— YOUR GOAL —
Return the records below exactly, leaving nothing out.

(Data items)
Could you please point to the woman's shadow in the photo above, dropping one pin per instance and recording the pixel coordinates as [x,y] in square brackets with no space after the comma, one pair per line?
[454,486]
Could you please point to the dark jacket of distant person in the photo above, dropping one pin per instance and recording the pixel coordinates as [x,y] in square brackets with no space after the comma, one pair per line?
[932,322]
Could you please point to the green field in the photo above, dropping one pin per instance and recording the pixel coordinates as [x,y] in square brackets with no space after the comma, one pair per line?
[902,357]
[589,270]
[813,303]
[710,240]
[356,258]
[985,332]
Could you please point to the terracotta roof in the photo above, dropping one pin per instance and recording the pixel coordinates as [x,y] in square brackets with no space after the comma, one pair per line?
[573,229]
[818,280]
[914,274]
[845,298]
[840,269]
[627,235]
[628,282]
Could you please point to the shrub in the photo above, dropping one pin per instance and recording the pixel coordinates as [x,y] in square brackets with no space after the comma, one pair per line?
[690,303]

— SOLVED PROBLEM —
Could you please point to the woman's shadow in the photo above, dropping one pin per instance and recording the pixel coordinates as [x,y] in square brackets with no space after the comma, one pair per line?
[454,486]
Could you please point to the dark jacket of distant person in the photo above, dropping one pin per instance and recording the pixel coordinates as [x,y] in square brackets with no space after the comma, one pair per line?
[932,322]
Could you please point to the green field in the photo above, dropping one pin per instance and recording the pixel coordinates as [x,y] in square brackets with no space after the comma, one pair per line?
[902,357]
[589,270]
[813,303]
[710,240]
[356,258]
[985,332]
Could you please point to the terracotta roof in the photo above, dropping one pin per instance and recording the pixel coordinates as [x,y] in square brackets with no space after the comma, one pair per line?
[573,229]
[818,280]
[914,274]
[845,298]
[840,269]
[627,235]
[628,282]
Could you please point to the shrub in the photo above, dropping one pin per instance and recording the pixel coordinates as [x,y] in square brackets with no space after the comma, one pair per line?
[690,303]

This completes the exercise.